:: YOUR TASK ::
Please copy exactly the lines that begin with the one containing "Thank you for sharing the picture. Please indicate the concrete" and end with the last line of the entries.

(Point annotations for photos)
[start]

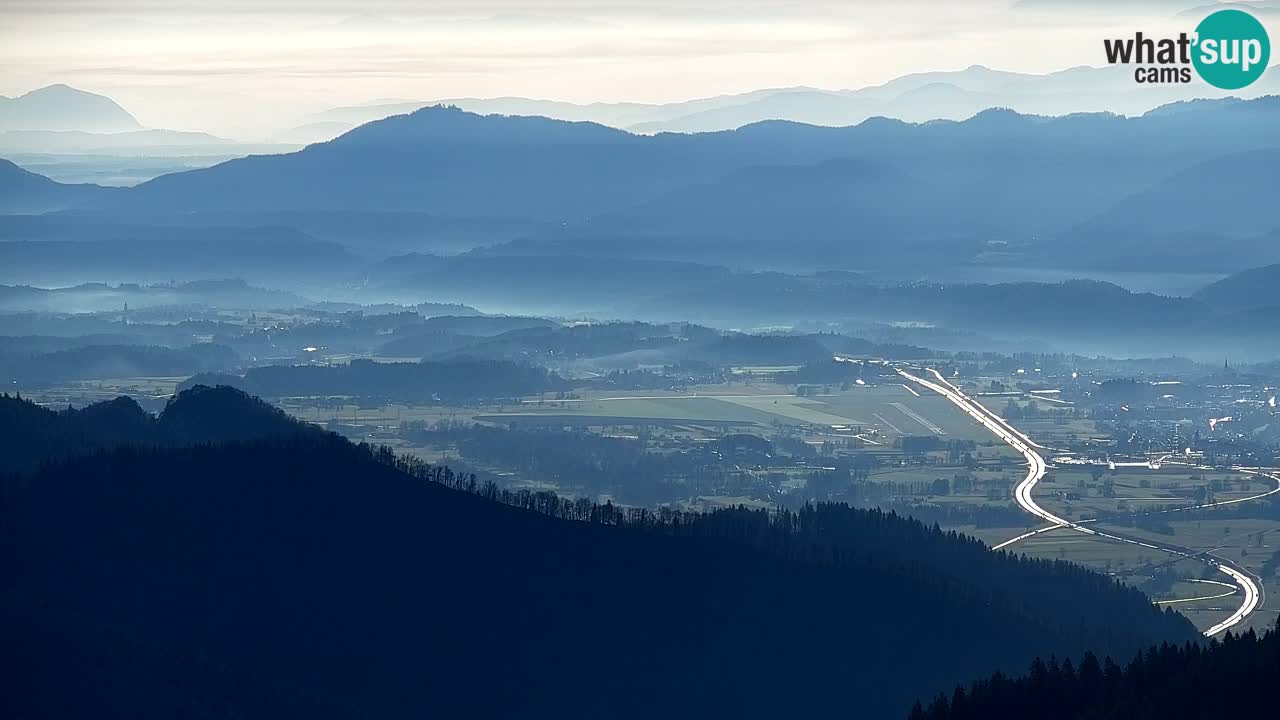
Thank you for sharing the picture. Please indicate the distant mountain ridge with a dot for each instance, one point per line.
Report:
(62, 108)
(913, 98)
(26, 192)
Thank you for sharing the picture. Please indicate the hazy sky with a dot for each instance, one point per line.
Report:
(238, 67)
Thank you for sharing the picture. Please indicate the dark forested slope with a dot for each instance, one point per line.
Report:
(1188, 682)
(297, 575)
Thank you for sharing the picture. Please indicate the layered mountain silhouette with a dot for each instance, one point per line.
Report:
(62, 108)
(224, 560)
(915, 98)
(1249, 290)
(26, 192)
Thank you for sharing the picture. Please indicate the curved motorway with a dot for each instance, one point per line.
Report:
(1036, 469)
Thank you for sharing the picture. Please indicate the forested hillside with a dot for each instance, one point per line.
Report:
(1168, 683)
(298, 575)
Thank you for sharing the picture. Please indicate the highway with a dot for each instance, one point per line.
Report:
(1036, 469)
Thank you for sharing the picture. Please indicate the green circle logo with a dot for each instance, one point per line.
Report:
(1232, 50)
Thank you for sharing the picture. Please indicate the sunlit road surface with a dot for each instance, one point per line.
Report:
(1036, 469)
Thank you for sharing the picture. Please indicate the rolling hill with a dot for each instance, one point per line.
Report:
(1249, 290)
(62, 108)
(286, 573)
(26, 192)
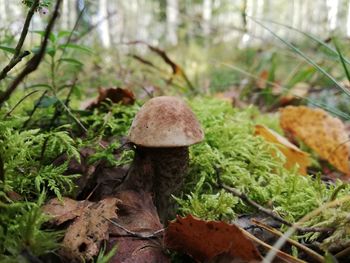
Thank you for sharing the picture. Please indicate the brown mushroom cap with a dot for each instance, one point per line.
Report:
(165, 122)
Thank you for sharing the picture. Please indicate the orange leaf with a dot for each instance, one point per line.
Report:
(263, 78)
(204, 240)
(293, 154)
(323, 133)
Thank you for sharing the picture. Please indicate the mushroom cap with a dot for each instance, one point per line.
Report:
(165, 122)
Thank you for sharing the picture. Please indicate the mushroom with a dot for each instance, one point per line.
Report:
(162, 131)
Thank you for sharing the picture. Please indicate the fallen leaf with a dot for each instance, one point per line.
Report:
(206, 240)
(136, 213)
(89, 228)
(263, 79)
(325, 134)
(299, 90)
(293, 154)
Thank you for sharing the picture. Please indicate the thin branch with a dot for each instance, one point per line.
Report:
(34, 62)
(19, 102)
(58, 111)
(92, 27)
(2, 170)
(268, 212)
(138, 235)
(34, 109)
(317, 257)
(18, 55)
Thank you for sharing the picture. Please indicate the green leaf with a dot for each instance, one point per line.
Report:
(52, 36)
(75, 46)
(72, 61)
(51, 51)
(40, 85)
(47, 101)
(66, 33)
(342, 59)
(8, 49)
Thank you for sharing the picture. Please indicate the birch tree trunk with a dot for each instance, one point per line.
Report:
(207, 12)
(172, 13)
(104, 26)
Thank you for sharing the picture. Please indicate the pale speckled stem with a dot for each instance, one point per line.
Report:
(160, 171)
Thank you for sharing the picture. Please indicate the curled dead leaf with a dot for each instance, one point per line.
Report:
(89, 228)
(325, 134)
(293, 154)
(206, 240)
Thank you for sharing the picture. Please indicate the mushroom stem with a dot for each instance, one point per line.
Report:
(160, 171)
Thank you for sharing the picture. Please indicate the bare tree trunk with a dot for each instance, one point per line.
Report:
(332, 14)
(172, 15)
(207, 13)
(104, 27)
(348, 21)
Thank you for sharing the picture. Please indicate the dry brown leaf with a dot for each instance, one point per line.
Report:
(206, 240)
(299, 90)
(263, 79)
(90, 227)
(138, 214)
(323, 133)
(293, 154)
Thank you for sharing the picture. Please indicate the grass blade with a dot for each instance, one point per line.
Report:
(304, 56)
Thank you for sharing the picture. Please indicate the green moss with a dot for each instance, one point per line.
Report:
(244, 162)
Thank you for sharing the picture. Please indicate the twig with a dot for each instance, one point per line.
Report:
(34, 62)
(72, 31)
(18, 56)
(284, 257)
(343, 253)
(2, 170)
(92, 27)
(57, 109)
(34, 109)
(138, 235)
(19, 102)
(266, 211)
(274, 231)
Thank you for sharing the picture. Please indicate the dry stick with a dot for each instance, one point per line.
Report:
(138, 235)
(343, 253)
(2, 170)
(268, 212)
(34, 109)
(57, 110)
(280, 242)
(18, 56)
(275, 232)
(284, 257)
(19, 102)
(92, 27)
(34, 62)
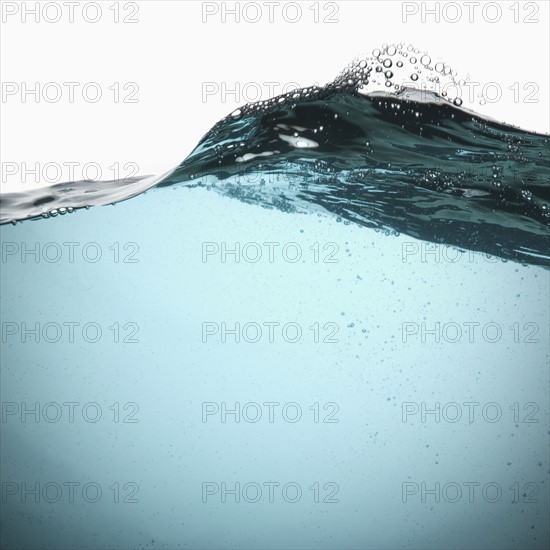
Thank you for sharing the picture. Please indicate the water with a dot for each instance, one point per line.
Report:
(400, 274)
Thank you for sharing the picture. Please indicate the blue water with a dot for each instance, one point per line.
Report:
(398, 284)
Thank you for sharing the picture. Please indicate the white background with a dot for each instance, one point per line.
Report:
(170, 52)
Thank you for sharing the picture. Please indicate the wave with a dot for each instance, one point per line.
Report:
(402, 161)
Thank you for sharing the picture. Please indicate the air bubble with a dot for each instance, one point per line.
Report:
(425, 60)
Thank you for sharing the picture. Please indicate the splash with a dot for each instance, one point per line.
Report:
(386, 145)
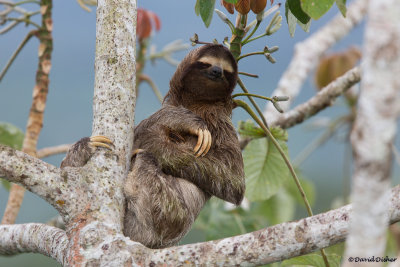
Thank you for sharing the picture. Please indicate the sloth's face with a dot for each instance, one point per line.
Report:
(211, 78)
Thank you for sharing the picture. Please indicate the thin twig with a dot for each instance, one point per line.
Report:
(243, 105)
(25, 20)
(251, 54)
(146, 78)
(248, 74)
(35, 119)
(320, 101)
(16, 52)
(253, 102)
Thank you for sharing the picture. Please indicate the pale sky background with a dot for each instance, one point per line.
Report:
(68, 114)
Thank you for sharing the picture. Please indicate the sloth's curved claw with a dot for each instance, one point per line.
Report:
(204, 141)
(100, 141)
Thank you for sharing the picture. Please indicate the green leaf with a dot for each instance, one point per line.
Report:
(279, 208)
(290, 19)
(206, 10)
(341, 4)
(316, 8)
(6, 184)
(265, 169)
(248, 129)
(197, 8)
(305, 27)
(295, 8)
(313, 260)
(12, 136)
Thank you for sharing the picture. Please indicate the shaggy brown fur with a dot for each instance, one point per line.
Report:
(168, 185)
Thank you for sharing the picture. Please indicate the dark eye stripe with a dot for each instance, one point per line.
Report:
(202, 65)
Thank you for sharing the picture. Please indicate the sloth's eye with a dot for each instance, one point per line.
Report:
(202, 65)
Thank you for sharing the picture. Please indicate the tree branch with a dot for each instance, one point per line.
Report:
(374, 131)
(308, 52)
(271, 244)
(114, 98)
(321, 100)
(33, 237)
(53, 150)
(39, 177)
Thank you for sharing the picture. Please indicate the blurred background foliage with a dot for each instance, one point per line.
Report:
(319, 147)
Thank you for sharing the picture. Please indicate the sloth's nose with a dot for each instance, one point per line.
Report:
(216, 71)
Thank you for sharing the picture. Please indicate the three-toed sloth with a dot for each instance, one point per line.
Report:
(184, 153)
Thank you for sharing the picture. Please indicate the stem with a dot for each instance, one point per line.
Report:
(258, 96)
(26, 2)
(250, 54)
(253, 102)
(252, 32)
(236, 40)
(255, 38)
(15, 54)
(248, 74)
(246, 107)
(239, 223)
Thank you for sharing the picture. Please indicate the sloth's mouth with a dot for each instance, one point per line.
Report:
(214, 76)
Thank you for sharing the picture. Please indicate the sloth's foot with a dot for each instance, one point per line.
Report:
(204, 141)
(100, 141)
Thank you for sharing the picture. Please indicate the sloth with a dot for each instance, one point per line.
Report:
(183, 154)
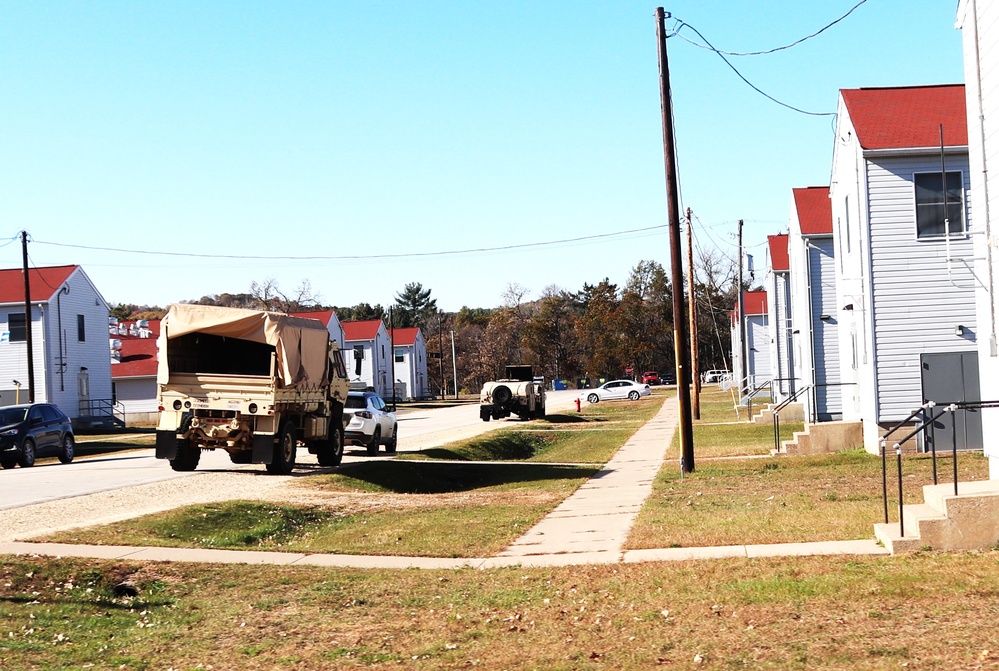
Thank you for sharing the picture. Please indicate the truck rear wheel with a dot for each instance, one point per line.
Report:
(284, 452)
(187, 458)
(375, 439)
(330, 451)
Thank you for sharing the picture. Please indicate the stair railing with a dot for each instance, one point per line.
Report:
(780, 406)
(756, 390)
(930, 411)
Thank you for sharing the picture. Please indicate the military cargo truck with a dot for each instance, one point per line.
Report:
(516, 394)
(255, 384)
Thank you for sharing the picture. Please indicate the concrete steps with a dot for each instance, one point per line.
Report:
(792, 412)
(823, 438)
(945, 521)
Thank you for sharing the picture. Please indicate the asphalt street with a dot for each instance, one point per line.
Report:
(418, 429)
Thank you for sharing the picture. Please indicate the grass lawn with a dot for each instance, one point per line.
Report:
(409, 507)
(781, 499)
(924, 611)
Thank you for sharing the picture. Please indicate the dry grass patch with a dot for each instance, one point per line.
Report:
(923, 611)
(780, 500)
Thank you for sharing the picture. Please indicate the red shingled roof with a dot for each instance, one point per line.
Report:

[end]

:: SOLUTION TO THE EXERCISE ::
Thank you for sharing the picture. Please indicate the concrete steps with a dot for each instance, one point per line.
Report:
(792, 412)
(823, 438)
(945, 521)
Thank you for sharing the picture. Please indicate the asphalt street with a dot for each instance, one point per line.
Report:
(418, 429)
Thank you for sharing the picture. Please indicate the grass lawn with a dot for each instance, one point per line.
Report:
(409, 507)
(781, 499)
(924, 611)
Thank you for sharing the picture. Please indicate the dry grass patch with a dot for each instance, one point per line.
Report:
(923, 611)
(780, 500)
Thank you for sharing the picture. Please indicate the red shingled roof with a dot for each instance, one point per line.
Report:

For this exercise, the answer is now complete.